Comment faire face à cette crise ? 

Au-delà de la gestion de la crise sanitaire, tous les gouvernements discutent de mesures de choc pour faire face aux conséquences. L'objectif étant de relancer l'activité économique le plus rapidement possible, les propositions tournent autour du maintien de la liquidité des entreprises et des travailleurs. À cette fin, diverses mesures fiscales sont proposées, telles qu'une réduction de certains impôts et un moratoire sur le paiement de certaines taxes ; et des mesures monétaires, avec l'ouverture de lignes de crédit garanties par l'État pour faciliter le financement des fonds de roulement.

À ce stade, la Banque centrale européenne a donné naissance à un plan d'achat de 750 milliards d'euros d'actifs publics et privés. Avec ces fonds, les gouvernements européens sont assurés de financer leurs plans de relance, mais certains proposent même de les répartir entre les citoyens, dans une application presque littérale du concept des « (helicopter money) hélicoptères d´argent ». Certains gouvernements européens ont demandé l'émission d'euro-obligations, mais face au rejet par d'autres pays de l'UE, cette option a été mise de côté (du moins pour le moment).

Tâches à faire:
a - Réécrivez l'extrait sur la crise économique depuis « À ce stade, la » jusqu'à « pour le moment). » inclus, en remplaçant « gouvernements européens » par « États membres ».
b - D'après l'extrait sur la crise économique, quel montant la Banque centrale européenne consacre-t-elle à son plan d'achat d'actifs ?
c - Rédigez la suite de l'extrait sur la crise économique, à partir de sa dernière phrase.
La liste provient d'une autre source que l'extrait.

Données fournies:
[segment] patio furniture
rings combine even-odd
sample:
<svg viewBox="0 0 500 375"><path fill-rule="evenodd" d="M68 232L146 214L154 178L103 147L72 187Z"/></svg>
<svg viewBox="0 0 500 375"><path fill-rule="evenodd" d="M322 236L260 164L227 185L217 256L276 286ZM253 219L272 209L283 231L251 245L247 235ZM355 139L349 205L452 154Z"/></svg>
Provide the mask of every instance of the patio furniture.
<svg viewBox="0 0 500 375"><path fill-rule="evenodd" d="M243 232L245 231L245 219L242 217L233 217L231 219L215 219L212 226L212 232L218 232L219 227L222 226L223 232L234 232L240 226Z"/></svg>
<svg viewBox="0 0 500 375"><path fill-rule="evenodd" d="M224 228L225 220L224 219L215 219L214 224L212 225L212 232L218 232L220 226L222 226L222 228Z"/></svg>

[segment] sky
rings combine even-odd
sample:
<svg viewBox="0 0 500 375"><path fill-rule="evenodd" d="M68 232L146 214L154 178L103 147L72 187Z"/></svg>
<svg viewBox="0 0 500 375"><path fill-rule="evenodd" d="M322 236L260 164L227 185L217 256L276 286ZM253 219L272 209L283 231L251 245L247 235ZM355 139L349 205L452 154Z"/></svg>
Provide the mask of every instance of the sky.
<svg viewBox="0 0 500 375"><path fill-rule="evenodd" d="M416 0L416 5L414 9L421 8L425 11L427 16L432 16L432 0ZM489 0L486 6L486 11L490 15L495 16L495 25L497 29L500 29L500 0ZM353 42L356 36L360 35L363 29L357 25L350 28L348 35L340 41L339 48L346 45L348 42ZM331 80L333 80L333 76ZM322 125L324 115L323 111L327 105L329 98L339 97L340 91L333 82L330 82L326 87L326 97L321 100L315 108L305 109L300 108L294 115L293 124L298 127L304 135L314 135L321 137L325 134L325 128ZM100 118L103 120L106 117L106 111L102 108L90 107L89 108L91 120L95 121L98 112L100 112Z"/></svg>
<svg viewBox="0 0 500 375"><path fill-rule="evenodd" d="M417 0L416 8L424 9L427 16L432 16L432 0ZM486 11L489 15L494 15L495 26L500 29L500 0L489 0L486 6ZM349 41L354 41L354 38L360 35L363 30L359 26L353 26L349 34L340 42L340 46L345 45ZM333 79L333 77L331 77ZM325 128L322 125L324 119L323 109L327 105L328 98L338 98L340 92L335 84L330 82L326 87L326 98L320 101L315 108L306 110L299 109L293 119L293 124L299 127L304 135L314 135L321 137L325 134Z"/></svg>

Réponses rédigées:
a -
À ce stade, la Banque centrale européenne a donné naissance à un plan d'achat de 750 milliards d'euros d'actifs publics et privés. Avec ces fonds, les États membres sont assurés de financer leurs plans de relance, mais certains proposent même de les répartir entre les citoyens, dans une application presque littérale du concept des « (helicopter money) hélicoptères d´argent ». Certains États membres ont demandé l'émission d'euro-obligations, mais face au rejet par d'autres pays de l'UE, cette option a été mise de côté (du moins pour le moment).

b - 750 milliards d'euros d'actifs publics et privés.

c -
Ce que Keynes disait 

Tout le monde peut relier ces mesures aux propositions de base de John Maynard Keynes, l'économiste qui a inspiré la plupart des politiques sociales-démocrates européennes après la Seconde Guerre mondiale. Avec eux, l'Europe est passée de la misère et de la dévastation de 1945 à une prospérité et un bien-être généralisés en 1965. 

Il faut garder à l'esprit que Keynes ne proposait pas d'augmenter systématiquement les dépenses publiques et la masse monétaire. Ce qu'il proposait était une politique anticyclique : donner aux gouvernements et aux banques centrales la capacité de relancer l'économie par des mesures expansionnistes lorsque la situation l'exigeait, puis l'inverser lorsque l'économie se développait d'elle-même.

Une bonne politique économique ne consiste pas à s'endetter, mais à avoir les moyens de faire des marchés publics, d'aider les entreprises et les familles en temps de crise et de toujours garantir les services publics. Si cela peut être réalisé en finançant le secteur public par des impôts, tant mieux. Ce n'est que lorsque l'activité économique diminue, et avec elle les recettes publiques, que le déficit et l'endettement publics sont inévitables. 

Le problème est que cette crise a pris la plupart des pays d'Europe avec une dette publique dépassant déjà 80 % du PIB et avec la Banque centrale européenne qui émet de l'argent depuis 2008 pour la financer, ce qui réduit la marge de manœuvre face à la crise actuelle.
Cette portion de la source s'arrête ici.